Work required
Only the lines from the line holding "Could you point out the tree in" to the last line should be output, each exactly as given.
---------- Record list ----------
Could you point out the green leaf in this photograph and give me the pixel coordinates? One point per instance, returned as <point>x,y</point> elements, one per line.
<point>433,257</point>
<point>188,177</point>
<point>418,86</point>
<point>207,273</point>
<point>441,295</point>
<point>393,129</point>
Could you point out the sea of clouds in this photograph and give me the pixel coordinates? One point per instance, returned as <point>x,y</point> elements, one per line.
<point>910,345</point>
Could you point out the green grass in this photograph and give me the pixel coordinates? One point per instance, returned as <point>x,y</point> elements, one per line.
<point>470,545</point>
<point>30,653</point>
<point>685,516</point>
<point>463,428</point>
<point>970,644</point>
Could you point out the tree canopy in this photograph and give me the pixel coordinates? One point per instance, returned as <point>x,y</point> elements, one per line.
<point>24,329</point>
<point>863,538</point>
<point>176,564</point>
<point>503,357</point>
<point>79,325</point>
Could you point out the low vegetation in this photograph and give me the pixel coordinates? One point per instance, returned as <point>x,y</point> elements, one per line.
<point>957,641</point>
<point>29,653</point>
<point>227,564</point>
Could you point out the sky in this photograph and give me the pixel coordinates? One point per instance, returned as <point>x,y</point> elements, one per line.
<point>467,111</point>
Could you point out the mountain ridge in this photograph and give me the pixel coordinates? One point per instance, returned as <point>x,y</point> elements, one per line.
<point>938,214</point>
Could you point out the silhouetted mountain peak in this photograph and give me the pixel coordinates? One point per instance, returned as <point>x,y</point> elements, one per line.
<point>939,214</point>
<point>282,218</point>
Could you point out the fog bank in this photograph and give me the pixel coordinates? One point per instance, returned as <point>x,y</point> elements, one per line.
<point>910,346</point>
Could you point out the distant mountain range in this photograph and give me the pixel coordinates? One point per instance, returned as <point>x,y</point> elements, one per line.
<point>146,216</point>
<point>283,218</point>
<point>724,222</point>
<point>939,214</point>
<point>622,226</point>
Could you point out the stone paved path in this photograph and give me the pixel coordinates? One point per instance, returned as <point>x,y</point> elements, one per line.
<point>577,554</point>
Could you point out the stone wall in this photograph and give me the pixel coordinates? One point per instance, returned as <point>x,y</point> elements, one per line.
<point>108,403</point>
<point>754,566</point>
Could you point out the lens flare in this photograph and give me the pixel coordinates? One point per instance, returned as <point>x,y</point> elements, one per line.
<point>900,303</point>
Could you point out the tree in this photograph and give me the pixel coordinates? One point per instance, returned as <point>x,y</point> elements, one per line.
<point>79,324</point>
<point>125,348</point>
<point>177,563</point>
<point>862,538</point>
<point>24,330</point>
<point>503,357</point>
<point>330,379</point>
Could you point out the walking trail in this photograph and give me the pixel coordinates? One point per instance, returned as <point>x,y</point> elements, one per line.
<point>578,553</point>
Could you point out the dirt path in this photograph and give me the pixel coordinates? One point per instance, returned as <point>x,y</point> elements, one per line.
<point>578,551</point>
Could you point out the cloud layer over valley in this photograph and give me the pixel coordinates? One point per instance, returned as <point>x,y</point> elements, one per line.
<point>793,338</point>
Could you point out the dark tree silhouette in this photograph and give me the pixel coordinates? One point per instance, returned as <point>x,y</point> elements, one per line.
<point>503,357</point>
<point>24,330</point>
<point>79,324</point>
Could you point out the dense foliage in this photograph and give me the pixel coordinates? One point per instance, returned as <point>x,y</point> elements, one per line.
----------
Written response
Could you point out the tree in this photograph and give me the pixel coordinates? One point per instance, returned as <point>x,y</point> elements, one per line.
<point>79,324</point>
<point>125,348</point>
<point>177,563</point>
<point>862,538</point>
<point>24,330</point>
<point>503,357</point>
<point>330,379</point>
Could you point out the walking trail in this photograph and give me the pixel coordinates? One point per instance, returned as <point>x,y</point> elements, one per line.
<point>578,553</point>
Could you point out the dirt path in this photograph and give me the pixel coordinates? One point per instance, returned as <point>x,y</point> elements, one per line.
<point>578,551</point>
Could you point out the cloud layer over valley in this photograph and give me the pixel coordinates? One point per instance, returned as <point>x,y</point> elements, one per line.
<point>793,338</point>
Could you point out the dark tree silhouette in this photograph and give me the pixel coordinates? One point per instance, returned as <point>x,y</point> elements, one per line.
<point>503,357</point>
<point>24,330</point>
<point>79,324</point>
Could you point out the dense foliage in this photograph and give me the pixel coordinates? One point per instance, returned as <point>x,y</point> elements, one per line.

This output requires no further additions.